MATERIAL PROVIDED
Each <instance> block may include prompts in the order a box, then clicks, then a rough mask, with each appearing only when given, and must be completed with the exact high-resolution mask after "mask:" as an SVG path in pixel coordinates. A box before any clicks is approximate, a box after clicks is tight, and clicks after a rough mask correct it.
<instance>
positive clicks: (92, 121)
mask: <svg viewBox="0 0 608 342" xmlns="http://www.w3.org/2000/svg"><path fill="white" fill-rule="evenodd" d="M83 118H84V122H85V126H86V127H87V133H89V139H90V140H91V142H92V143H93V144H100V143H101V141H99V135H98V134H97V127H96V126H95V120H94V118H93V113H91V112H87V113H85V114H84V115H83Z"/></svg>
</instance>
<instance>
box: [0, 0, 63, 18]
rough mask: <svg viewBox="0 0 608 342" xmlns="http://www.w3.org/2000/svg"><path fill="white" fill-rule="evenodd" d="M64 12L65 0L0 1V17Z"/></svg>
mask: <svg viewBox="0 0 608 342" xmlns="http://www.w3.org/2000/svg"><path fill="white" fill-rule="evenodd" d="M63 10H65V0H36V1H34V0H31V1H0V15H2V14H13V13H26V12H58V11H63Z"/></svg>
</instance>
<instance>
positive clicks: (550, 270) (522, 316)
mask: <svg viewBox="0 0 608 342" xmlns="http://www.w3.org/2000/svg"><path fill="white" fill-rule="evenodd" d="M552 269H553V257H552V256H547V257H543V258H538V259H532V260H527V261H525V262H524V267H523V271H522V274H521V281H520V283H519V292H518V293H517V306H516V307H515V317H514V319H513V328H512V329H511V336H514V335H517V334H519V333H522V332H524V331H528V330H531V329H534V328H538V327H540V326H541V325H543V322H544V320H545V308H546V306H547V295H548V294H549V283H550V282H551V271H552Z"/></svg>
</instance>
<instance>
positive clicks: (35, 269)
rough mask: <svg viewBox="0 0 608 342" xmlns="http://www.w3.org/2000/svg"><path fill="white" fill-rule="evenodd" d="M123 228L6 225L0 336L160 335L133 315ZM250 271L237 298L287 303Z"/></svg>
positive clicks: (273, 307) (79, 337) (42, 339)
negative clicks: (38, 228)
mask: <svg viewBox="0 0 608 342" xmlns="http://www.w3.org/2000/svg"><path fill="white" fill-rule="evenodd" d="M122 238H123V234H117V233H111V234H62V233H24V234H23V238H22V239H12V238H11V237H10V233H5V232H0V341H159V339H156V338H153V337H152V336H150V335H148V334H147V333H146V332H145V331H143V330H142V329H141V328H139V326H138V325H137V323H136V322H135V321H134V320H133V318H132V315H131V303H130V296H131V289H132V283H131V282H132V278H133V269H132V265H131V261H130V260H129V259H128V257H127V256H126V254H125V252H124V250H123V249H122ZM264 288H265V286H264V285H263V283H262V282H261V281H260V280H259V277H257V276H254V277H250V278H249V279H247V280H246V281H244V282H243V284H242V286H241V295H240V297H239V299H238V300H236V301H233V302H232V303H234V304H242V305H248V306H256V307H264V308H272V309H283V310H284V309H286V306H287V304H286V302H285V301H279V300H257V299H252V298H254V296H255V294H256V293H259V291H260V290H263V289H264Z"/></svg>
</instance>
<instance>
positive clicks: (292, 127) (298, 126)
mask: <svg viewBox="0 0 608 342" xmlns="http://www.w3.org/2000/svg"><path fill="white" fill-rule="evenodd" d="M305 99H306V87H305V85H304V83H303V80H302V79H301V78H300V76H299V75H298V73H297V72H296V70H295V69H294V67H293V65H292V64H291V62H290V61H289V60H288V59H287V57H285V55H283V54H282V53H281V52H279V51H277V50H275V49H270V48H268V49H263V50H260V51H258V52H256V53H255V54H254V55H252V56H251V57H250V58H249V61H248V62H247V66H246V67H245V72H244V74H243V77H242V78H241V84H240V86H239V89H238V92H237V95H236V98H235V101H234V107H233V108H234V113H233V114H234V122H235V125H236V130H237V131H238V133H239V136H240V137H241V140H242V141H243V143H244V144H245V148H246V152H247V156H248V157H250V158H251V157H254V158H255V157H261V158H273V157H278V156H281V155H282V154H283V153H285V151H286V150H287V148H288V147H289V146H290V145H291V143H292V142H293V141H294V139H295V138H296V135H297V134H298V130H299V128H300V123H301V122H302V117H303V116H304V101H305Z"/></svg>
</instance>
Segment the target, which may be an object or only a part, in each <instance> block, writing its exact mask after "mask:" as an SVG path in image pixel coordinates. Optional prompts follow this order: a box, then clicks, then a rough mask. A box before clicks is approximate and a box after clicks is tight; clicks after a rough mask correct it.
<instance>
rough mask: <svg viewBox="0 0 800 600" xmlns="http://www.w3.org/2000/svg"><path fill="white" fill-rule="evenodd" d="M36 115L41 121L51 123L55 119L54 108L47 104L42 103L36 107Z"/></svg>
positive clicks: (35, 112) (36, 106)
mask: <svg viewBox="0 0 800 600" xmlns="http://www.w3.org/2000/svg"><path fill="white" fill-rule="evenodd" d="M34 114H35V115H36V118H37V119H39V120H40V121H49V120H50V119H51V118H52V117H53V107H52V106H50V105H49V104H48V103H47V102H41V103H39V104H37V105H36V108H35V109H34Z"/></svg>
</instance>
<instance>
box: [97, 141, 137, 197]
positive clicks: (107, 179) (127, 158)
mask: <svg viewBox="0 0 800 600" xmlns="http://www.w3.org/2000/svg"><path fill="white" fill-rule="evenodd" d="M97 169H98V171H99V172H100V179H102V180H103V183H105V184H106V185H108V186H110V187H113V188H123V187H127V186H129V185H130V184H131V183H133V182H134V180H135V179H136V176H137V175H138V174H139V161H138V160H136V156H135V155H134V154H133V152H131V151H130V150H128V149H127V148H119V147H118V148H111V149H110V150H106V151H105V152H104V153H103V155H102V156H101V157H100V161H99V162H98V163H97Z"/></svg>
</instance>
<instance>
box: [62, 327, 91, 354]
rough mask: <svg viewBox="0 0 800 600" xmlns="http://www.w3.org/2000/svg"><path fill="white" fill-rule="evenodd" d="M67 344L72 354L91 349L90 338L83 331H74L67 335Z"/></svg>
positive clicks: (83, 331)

WHAT IS NEEDED
Look through the entries above, and wherever a line holds the word "block", copy it.

SOLUTION TO THE EXERCISE
Each <instance> block may include prompts in the order a box, then clicks, then a rough mask, with each appearing only when given, and must be completed with the exact high-resolution mask after "mask:" as an SVG path in pixel coordinates. A box before any clicks is approximate, a box after clicks is tight, and clicks after a rough mask correct it.
Segment the target, which may be an object or only a part, in each <instance> block, writing its exact mask after "mask:" as an SVG path in image pixel coordinates. Optional prompts follow this order: a box, then clicks, then a rough mask. A box before clicks is approximate and a box after clicks is tight; clicks after a rough mask correct it.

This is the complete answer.